In measurement, we are often not so much interested in “how much” but “how
different from the average.” Standardization, also called normalization, puts all
variables on similar scales by subtracting the mean and dividing by the standard
deviation. In this way, we ensure that a variable does not overly influence a
model simply due to the scale of its original measurement.

\begin{equation}
z = \frac{x-\overline{x}}{s}
\end{equation}

These are commonly refered to as z-scores. Measurements are then stated in
terms of "standard deviations away from the mean." In this way, a variable's
impact on a model is not affected by the scale of its original measurement.

Using the z-score is just one way to rescale variables. Instead of the mean, a more robust
estimate of location could be used, such as the median. Likewise, a different estimate of scale
such as the interquartile range could be used instead of the standard deviation. Sometimes,
variables are “squashed” into the 0–1 range. It’s also important to realize that scaling each
variable to have unit variance is somewhat arbitrary. This implies that each variable is thought
to have the same importance in predictive power. If you have subjective knowledge that some
variables are more important than others, then these could be scaled up. For example, with the
loan data, it is reasonable to expect that the payment-to-income ratio is very important.

Normalization (standardization) does not change the distributional shape of the data; it does
not make it normally shaped if it was not already normally shaped.

_ _ _

Rewrite everything in the passage on standardizing variables from "Normalization (standardization) does" down to "already normally shaped.", changing "distributional shape" to "overall form".

_ _ _

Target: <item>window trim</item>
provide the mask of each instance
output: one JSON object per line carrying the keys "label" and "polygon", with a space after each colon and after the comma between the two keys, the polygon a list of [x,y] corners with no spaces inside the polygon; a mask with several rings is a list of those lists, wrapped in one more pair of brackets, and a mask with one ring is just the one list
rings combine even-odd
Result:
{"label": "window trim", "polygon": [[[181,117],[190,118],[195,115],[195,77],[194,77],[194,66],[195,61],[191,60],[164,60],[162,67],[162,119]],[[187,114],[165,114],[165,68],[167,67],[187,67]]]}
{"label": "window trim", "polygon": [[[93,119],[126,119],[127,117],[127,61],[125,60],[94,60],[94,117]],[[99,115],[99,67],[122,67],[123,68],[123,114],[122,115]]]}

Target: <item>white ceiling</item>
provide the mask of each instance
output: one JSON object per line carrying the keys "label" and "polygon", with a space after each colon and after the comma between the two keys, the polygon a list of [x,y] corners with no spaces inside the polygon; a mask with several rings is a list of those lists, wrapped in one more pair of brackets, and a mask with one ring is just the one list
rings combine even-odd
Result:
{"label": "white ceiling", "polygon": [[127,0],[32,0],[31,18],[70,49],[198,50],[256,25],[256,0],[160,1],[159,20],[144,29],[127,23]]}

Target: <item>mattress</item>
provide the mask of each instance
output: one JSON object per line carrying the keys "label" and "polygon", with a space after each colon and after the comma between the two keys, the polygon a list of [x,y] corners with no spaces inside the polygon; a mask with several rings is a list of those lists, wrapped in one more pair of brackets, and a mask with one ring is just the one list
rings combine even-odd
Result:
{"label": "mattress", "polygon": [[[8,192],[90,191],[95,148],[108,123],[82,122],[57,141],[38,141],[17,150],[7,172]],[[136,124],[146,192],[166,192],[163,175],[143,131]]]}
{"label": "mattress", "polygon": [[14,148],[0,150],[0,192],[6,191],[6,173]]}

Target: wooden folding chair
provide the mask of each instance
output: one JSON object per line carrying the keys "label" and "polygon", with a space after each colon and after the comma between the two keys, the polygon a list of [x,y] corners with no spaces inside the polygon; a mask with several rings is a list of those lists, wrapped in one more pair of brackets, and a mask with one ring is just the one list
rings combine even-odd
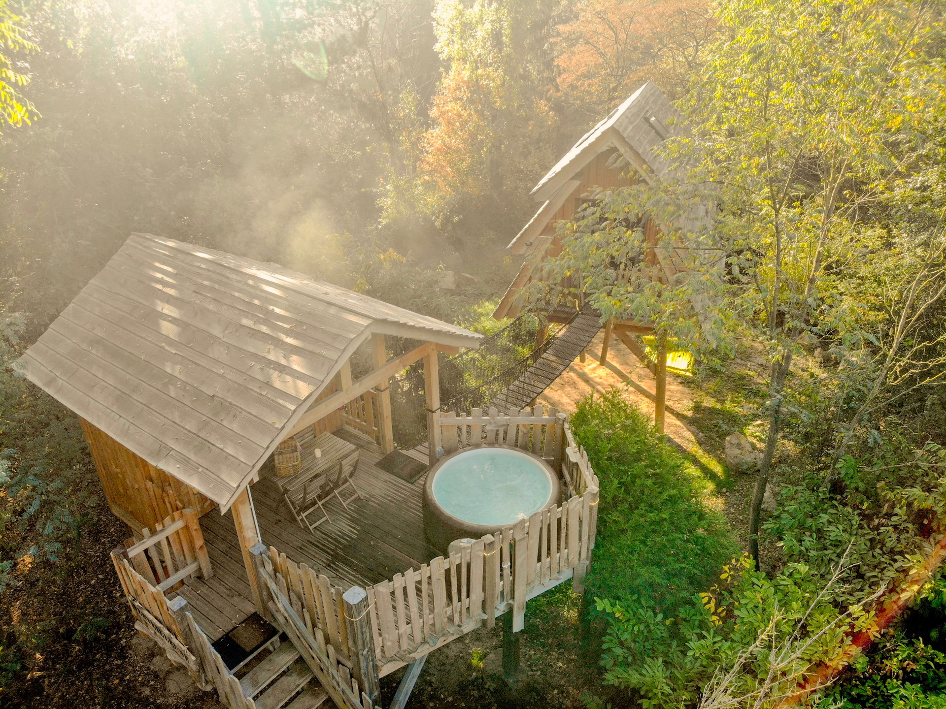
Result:
{"label": "wooden folding chair", "polygon": [[[289,488],[281,483],[279,478],[274,478],[283,493],[283,499],[292,512],[292,516],[295,517],[296,523],[299,527],[308,527],[309,531],[314,530],[323,522],[331,522],[328,513],[322,506],[323,499],[331,495],[331,493],[326,491],[329,473],[330,469],[324,473],[319,473],[306,480],[301,486],[294,488]],[[321,515],[318,519],[311,520],[310,517],[316,511],[320,512]]]}
{"label": "wooden folding chair", "polygon": [[[339,460],[339,470],[335,476],[335,482],[332,484],[332,492],[329,494],[331,496],[334,494],[339,498],[339,502],[342,503],[345,510],[348,509],[348,503],[354,500],[356,497],[361,498],[361,493],[358,492],[358,488],[355,487],[355,472],[358,470],[359,460],[361,458],[361,453],[359,451],[352,451],[347,456],[344,456],[341,460]],[[349,487],[352,489],[352,493],[348,496],[348,499],[344,499],[342,496],[342,489],[344,487]]]}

_ _ _

→ **Written solution**:
Normalization (standardization) does not change the overall form of the data; it does
not make it normally shaped if it was not already normally shaped.